> [WHAT TO PRODUCE] Repeat the material exactly as it appears.

━━━━━ RECORDS

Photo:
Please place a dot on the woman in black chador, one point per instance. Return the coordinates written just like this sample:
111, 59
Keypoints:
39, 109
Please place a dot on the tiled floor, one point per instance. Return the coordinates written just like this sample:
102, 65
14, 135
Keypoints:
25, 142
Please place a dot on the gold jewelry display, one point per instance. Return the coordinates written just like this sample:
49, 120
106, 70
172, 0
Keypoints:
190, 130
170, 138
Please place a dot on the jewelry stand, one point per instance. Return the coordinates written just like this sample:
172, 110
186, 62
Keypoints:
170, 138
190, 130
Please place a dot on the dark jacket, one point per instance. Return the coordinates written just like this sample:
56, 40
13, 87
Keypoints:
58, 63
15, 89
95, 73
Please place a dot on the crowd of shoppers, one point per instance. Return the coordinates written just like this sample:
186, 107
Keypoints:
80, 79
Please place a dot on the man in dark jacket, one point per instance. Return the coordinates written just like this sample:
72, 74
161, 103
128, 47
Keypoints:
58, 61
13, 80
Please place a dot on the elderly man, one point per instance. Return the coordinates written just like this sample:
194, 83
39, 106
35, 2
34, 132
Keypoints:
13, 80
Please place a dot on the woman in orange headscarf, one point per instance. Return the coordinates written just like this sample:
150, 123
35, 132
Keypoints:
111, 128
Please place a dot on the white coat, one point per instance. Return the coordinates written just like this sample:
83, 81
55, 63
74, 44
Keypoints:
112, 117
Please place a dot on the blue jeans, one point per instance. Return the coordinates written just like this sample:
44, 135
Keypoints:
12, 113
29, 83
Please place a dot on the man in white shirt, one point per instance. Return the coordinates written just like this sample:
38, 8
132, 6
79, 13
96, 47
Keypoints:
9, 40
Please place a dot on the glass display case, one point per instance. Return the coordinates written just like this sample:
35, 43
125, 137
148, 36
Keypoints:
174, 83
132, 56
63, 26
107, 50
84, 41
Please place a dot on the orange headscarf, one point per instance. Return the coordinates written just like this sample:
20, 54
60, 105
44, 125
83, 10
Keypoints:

━━━━━━━━━━

> [RESULT OF THE TASK]
Photo:
Please place a dot on the woman in black chador, one point per instance. Return the coordinates written just like this sample:
111, 59
Keypoints:
39, 109
Please place a dot on the tiled floor, one point per instance. Return the coordinates written just like this sample:
102, 65
14, 135
Keypoints:
25, 142
Please place a dot on the gold jewelry display, one point per instance. Return the coordinates written just like this sample:
49, 120
106, 70
172, 0
Keypoints:
190, 130
170, 138
Please place a dot on the jewelry stand, one point per instance. Return the coordinates written just like this sample:
172, 110
186, 62
Keypoints:
170, 138
190, 130
Please place a dot on the dark jacket, one point per instance. Return the coordinates written just like this sample:
56, 40
13, 87
Keypoints:
58, 63
15, 89
95, 73
Please place a dot on the crowd of shoppers, one point per instance. Return the coordinates written just like this sample:
186, 107
Keypoints:
80, 79
Please place a dot on the man in dark jacket, one point per instance. Return the coordinates written just like this sample:
72, 74
161, 103
128, 47
Keypoints:
58, 61
13, 80
Please place a dot on the elderly man, one point per instance. Return the coordinates written just like this sample:
194, 83
39, 106
35, 2
34, 132
Keypoints:
13, 80
Please place a dot on the woman in orange headscarf, one point per instance. Return the coordinates written just like this sample:
150, 123
35, 132
Keypoints:
111, 128
Please place a dot on the white coat, one point per instance. Return the coordinates written just like this sample:
83, 81
55, 63
74, 44
Keypoints:
112, 117
Please place a dot on the blue jeans, one point per instance. Return the coordinates written just like this sample:
44, 135
Keypoints:
12, 113
29, 83
Please place a dot on the man in white shirt, one point per instance. Return the coordinates written just like this sample:
38, 8
132, 6
79, 13
96, 47
Keypoints:
9, 40
Please place a dot on the glass display case, one point per instance. Return the coordinates written just like this sample:
35, 43
125, 137
148, 36
Keypoints:
174, 83
132, 56
63, 26
107, 50
84, 41
Please place a dot on the orange headscarf, one point per instance. Return the coordinates written just like this sample:
20, 54
60, 105
44, 125
83, 10
Keypoints:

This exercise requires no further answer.